**EXERCISE PASSAGE:**
***
Friday, April 15, 2011

Crosby Prediction

I predict that Harold Camping, the elderly radio talk show host now predicting Judgment Day on May 21, 2011, and the end of the world October 21, 2011, will adjust his predictions to future dates after doing further calculations on May 22, 2011.

I believe my prediction will most certainly take place because “no one knows the day or the hour,” according to Jesus (see Matthew 24:36). Since Camping is working from the genealogies in Genesis 5 and 11 and the account of Noah’s great flood, I assume he can and will come up with calculations to support new dates for the world’s demise.

William Miller, a sometimes Baptist preacher, predicted the end of the world no later than March 21, 1844. He adjusted his prediction after the fateful day passed without incident, lighting on numerous dates in 1844.

Edgar C. Whisenant predicted that the Rapture of the church would occur September 13, 1988. As an American pastor, I received his free booklet, “88 Reasons,” which I keep as a more recent example of misguided apocalyptic fervor. Whisenant was insightful enough to realize that his date had passed without incident, so he then predicted September 15, 1988; then October 3, 1988; and then again selected a day in 1989, 1990, 1991, etc. By then no one was listening.
***
**EXERCISE DATA:**

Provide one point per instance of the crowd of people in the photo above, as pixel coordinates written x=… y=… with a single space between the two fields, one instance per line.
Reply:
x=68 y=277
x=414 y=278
***
**QUESTIONS:**
(a) List every complete date (month, day and year) that appears in the post about end-of-the-world predictions, including its heading.
(b) Write out the part of the post about end-of-the-world predictions starting at "Friday, April 15, 2011" and ending at "the world’s demise.".

**TASK-BY-TASK OUTPUTS:**
(a)
April 15, 2011
May 21, 2011
October 21, 2011
May 22, 2011
March 21, 1844
September 13, 1988
September 15, 1988
October 3, 1988

(b)
Friday, April 15, 2011

Crosby Prediction

I predict that Harold Camping, the elderly radio talk show host now predicting Judgment Day on May 21, 2011, and the end of the world October 21, 2011, will adjust his predictions to future dates after doing further calculations on May 22, 2011.

I believe my prediction will most certainly take place because “no one knows the day or the hour,” according to Jesus (see Matthew 24:36). Since Camping is working from the genealogies in Genesis 5 and 11 and the account of Noah’s great flood, I assume he can and will come up with calculations to support new dates for the world’s demise.